YOUR TASK =>
Could the entries below be retyped exactly and in full?

==========

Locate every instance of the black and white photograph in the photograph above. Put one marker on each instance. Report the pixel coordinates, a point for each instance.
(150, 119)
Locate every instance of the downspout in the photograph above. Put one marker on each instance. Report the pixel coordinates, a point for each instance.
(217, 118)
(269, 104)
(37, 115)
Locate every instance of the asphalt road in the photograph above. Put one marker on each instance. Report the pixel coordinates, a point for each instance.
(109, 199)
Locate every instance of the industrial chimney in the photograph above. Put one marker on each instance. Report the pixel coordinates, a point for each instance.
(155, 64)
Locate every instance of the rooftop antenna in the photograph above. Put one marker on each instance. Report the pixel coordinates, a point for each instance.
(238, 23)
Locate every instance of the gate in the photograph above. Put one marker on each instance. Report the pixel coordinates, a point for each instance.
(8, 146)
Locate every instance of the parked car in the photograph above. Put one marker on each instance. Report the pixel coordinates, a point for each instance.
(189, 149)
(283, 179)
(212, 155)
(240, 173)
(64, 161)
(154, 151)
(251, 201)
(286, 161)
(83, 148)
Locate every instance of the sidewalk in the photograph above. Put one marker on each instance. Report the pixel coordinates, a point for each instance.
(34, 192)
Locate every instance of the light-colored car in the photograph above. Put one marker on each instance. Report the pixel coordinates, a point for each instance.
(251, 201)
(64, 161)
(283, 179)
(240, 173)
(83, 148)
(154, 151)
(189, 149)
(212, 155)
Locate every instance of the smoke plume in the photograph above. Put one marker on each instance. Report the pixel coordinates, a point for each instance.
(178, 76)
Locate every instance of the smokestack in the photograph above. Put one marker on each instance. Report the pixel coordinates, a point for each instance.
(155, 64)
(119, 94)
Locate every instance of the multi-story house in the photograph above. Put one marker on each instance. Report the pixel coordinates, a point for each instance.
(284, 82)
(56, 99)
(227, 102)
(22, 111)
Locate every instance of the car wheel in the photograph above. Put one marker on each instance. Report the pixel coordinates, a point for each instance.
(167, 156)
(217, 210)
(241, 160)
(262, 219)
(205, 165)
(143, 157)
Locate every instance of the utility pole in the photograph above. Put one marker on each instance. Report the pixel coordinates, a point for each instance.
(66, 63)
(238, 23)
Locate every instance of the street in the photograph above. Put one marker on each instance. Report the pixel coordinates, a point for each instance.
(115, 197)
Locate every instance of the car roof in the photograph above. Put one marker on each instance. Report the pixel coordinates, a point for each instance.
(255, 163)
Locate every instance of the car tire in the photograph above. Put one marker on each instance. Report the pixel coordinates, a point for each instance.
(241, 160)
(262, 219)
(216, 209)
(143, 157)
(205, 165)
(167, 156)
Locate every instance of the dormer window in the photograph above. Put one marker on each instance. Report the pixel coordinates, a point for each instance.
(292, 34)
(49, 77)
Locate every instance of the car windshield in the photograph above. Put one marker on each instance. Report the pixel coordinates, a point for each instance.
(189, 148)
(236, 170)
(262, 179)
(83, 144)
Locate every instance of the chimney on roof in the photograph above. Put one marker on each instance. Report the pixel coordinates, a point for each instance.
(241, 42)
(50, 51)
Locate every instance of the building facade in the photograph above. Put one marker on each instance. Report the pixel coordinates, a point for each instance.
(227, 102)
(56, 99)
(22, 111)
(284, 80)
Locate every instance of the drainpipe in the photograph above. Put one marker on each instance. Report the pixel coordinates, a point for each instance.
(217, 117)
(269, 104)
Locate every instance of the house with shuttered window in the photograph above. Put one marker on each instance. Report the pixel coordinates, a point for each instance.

==========

YOUR RESPONSE =>
Locate every instance of the black and white photograph in the photograph above. Put one marker on each instance. Report the pixel coordinates, a point for each instance.
(150, 119)
Locate every instance of the downspout in the photograph above. Put one marker on each instance. Report the pixel coordinates, a point for each instance.
(217, 118)
(269, 104)
(37, 115)
Locate every instance of the asphalt road in the photograph above. Put one marker on each instance. Report the pixel coordinates, a point for each instance.
(109, 199)
Locate every instance of the industrial chimney in the photograph above. Put one marker on each instance. Report the pixel coordinates, a point for each instance.
(155, 64)
Locate every instance of the rooftop antenna in the photograph above. Put one marker on each instance. Report the pixel coordinates, a point for each instance.
(238, 23)
Locate every instance of the gate in the photograph above. Put one marker on each instance. Report the pixel coordinates, a point for each instance.
(8, 146)
Locate every instance of the parked car in the photograph above. Put one marker on each instance. Report the pixel coordinates, a point for each instance.
(189, 149)
(283, 179)
(212, 155)
(240, 173)
(64, 161)
(154, 151)
(251, 201)
(286, 161)
(83, 148)
Locate every instance of the sidewalk in the photograph above. Put one marker on each instance. Report the pixel coordinates, a point for each instance.
(34, 192)
Locate every instance of the light-colored car in the photograph above. Put one marker on each instance. Report the pixel coordinates, a point for each instance.
(251, 201)
(64, 161)
(283, 179)
(240, 173)
(83, 148)
(154, 151)
(189, 149)
(212, 155)
Locate every instance of the smoke plume in the photograph above. Put one marker on each instance. Report the pixel coordinates, a point for each instance.
(178, 76)
Locate every instance of the smokestack in the photograph above. Put one marker on each instance. Report the pixel coordinates, a point for each instance.
(155, 64)
(119, 94)
Locate every instance of the multi-story house in the photograph above. Put one marker on each instance. Report the pixel coordinates, a point for each instance.
(284, 82)
(56, 99)
(227, 102)
(22, 111)
Locate every instance of the car wheel in the photograph above. Put one marker on each instance. Report the pixel coordinates, a point for each instance.
(167, 156)
(217, 210)
(241, 160)
(262, 219)
(205, 165)
(143, 157)
Locate every instance of the utility pole in the photograph above. Put one marker on each instance. Report the pixel coordinates, a point for each instance.
(66, 63)
(238, 23)
Locate every instance of the street in the photograph above. Put one marker on each instance. Report the pixel coordinates, a point for each instance.
(115, 197)
Locate every instance of the car roof in the photograph above. Put one marker on each instance. Report the pixel coordinates, a point for each instance.
(255, 163)
Locate every instance of the car tire in the photograph above. Put one marker on each instance. Report the pixel coordinates, a point for each instance.
(241, 160)
(262, 219)
(216, 209)
(143, 157)
(205, 165)
(167, 156)
Locate every instance of the dormer window in the photograph above. Put one marker on each instance. Report the pixel coordinates, a point for each instance.
(292, 34)
(49, 77)
Locate every instance of the car windshield in the photograph above. Put one marker on each instance. Report the pixel coordinates, a point for each instance.
(189, 148)
(236, 170)
(262, 179)
(83, 144)
Locate every instance of the chimney on roof in the photograph above. Put one marker on each instance. Report the pixel coordinates, a point for each instance.
(241, 42)
(50, 51)
Locate every instance of the building facade in the photograph above. Put one marker on each instance. Report the pixel coordinates, a point for each instance.
(227, 102)
(56, 99)
(22, 111)
(284, 80)
Locate every instance of the drainpipe in the photograph above. Put one marker on each instance. Report the pixel coordinates, a point for each instance.
(217, 117)
(269, 104)
Locate every instance of the house with shuttered window in the photograph above. Put one marker on each instance. Report the pixel coordinates, a point for each instance.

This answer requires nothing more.